What you will do. Scan the material below for the string "seen", and copy every line where it shows up.

Supplied material.

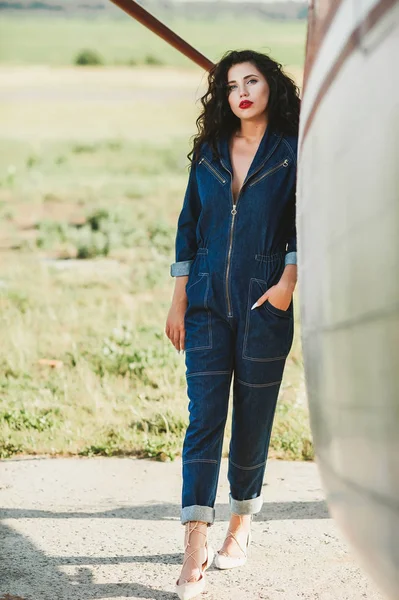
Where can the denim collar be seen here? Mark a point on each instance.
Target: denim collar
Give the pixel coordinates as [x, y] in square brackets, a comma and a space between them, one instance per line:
[269, 142]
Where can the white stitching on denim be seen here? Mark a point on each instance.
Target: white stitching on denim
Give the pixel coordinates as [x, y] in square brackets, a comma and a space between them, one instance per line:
[264, 359]
[208, 373]
[259, 384]
[247, 468]
[207, 460]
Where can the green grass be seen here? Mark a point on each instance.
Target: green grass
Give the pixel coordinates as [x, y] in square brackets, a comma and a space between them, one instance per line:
[120, 385]
[90, 193]
[57, 42]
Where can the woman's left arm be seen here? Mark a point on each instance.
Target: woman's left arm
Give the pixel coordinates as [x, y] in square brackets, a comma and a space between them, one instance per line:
[280, 295]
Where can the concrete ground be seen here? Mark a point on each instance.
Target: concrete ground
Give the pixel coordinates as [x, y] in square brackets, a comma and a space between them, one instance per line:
[82, 529]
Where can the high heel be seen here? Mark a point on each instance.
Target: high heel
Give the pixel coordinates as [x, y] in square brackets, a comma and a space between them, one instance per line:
[223, 560]
[191, 589]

Answer below.
Where can the denim collar be seen here? Mark a point on each instance.
Where can the white stitching on denim be seen here? Mark a point on each instance.
Where can the green grass be seen here? Mark a point on each instance.
Where can the woman's left arm be seen here? Mark a point on each instance.
Where can the concrete ground be seen here? Mark a point on each instance.
Where can the high heel be seen here? Mark a point on each instance.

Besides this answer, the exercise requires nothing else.